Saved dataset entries
********************

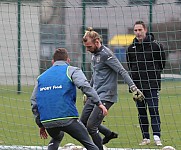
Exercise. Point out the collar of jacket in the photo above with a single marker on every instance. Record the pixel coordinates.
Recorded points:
(60, 62)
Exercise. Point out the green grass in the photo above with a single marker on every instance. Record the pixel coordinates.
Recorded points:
(17, 126)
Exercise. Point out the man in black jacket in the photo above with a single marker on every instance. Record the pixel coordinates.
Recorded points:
(146, 60)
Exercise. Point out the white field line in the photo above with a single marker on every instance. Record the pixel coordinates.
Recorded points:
(45, 148)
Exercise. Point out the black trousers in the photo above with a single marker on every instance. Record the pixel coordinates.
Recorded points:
(151, 102)
(76, 130)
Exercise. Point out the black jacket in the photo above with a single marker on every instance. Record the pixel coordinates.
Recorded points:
(145, 61)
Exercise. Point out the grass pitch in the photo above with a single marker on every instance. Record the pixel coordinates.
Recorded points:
(17, 126)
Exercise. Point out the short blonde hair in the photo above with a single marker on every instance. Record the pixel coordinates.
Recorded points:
(90, 33)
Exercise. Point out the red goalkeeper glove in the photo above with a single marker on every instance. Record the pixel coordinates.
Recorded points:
(137, 94)
(43, 133)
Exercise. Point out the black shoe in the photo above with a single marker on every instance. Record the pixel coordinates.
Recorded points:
(107, 139)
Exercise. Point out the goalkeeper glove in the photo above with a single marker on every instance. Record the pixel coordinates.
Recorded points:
(43, 133)
(137, 94)
(84, 99)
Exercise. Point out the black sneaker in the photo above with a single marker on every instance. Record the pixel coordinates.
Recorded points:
(107, 139)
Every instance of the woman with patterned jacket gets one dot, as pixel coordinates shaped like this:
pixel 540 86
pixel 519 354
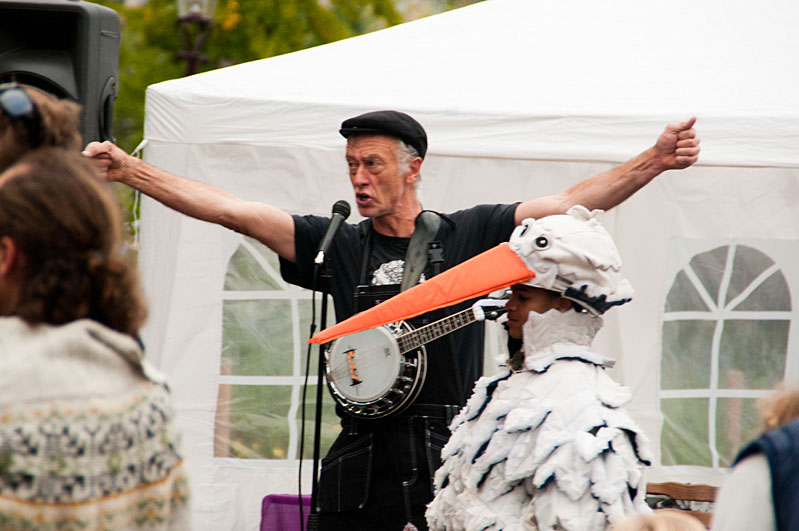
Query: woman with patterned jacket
pixel 87 434
pixel 546 444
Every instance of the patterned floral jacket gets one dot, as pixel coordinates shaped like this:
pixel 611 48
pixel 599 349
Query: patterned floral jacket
pixel 87 432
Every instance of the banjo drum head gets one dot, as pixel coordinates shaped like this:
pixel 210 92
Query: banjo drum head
pixel 364 366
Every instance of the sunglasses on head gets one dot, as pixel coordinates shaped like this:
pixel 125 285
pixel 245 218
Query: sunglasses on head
pixel 18 105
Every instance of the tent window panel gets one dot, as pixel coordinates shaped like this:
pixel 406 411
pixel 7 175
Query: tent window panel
pixel 252 421
pixel 685 363
pixel 709 268
pixel 684 439
pixel 330 422
pixel 683 296
pixel 737 423
pixel 304 308
pixel 257 338
pixel 244 273
pixel 772 295
pixel 755 348
pixel 748 264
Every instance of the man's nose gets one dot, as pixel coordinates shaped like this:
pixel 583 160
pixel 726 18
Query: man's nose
pixel 359 176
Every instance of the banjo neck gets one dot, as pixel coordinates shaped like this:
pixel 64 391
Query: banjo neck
pixel 416 338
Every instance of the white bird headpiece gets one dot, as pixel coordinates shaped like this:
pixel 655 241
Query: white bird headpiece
pixel 574 255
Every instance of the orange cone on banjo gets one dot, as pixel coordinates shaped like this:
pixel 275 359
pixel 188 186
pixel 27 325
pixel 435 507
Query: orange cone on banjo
pixel 489 271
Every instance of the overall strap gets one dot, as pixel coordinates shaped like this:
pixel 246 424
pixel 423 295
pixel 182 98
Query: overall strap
pixel 427 223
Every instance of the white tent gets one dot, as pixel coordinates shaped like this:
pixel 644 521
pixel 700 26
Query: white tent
pixel 520 98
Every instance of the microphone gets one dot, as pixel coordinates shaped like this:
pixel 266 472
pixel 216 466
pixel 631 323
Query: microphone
pixel 341 211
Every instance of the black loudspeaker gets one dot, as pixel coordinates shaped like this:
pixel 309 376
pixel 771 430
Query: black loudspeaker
pixel 69 48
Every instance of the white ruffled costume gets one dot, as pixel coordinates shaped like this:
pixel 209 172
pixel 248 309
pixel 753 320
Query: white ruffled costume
pixel 549 447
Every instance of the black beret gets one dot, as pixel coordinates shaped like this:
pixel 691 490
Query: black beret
pixel 392 123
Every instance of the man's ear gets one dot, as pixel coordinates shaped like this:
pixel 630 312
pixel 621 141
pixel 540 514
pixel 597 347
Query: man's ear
pixel 414 168
pixel 9 256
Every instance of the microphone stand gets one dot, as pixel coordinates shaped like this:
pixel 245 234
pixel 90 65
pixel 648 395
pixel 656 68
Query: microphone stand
pixel 313 517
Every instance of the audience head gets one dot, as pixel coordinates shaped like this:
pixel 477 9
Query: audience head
pixel 31 118
pixel 780 408
pixel 60 232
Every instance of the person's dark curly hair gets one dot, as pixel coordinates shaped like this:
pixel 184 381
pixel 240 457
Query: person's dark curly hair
pixel 66 224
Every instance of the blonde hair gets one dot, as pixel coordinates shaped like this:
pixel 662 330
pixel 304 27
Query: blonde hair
pixel 660 520
pixel 780 408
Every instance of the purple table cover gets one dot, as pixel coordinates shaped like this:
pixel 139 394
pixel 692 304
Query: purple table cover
pixel 281 512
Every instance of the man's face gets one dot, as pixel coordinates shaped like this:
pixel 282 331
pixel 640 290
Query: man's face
pixel 375 174
pixel 526 299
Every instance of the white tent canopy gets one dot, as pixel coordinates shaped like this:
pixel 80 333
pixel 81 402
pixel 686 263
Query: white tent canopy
pixel 520 99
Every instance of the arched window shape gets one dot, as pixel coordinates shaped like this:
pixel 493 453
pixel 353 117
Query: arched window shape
pixel 726 327
pixel 263 363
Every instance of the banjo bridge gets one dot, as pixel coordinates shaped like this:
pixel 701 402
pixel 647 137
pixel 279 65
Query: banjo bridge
pixel 354 378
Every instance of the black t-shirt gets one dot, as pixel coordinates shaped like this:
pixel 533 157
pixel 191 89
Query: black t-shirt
pixel 464 234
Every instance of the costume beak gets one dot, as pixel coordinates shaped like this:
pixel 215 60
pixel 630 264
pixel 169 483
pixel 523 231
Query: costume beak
pixel 494 269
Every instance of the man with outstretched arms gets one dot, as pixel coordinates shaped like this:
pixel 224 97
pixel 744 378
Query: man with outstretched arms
pixel 378 473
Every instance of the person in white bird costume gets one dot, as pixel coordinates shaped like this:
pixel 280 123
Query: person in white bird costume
pixel 546 444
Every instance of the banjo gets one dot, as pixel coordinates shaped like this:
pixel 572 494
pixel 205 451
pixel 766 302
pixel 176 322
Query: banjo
pixel 380 371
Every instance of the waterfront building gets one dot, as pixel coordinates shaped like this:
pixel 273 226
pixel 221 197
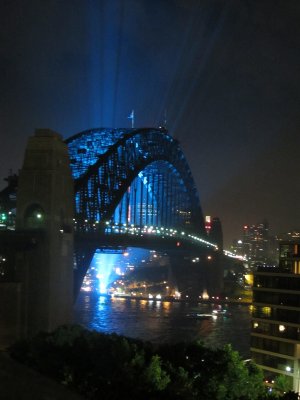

********************

• _DIRECTION_
How many lines of the entries above contain the word "grass", counting only matches with the same capitalization? Answer with the number alone.

• _THE REPLY_
2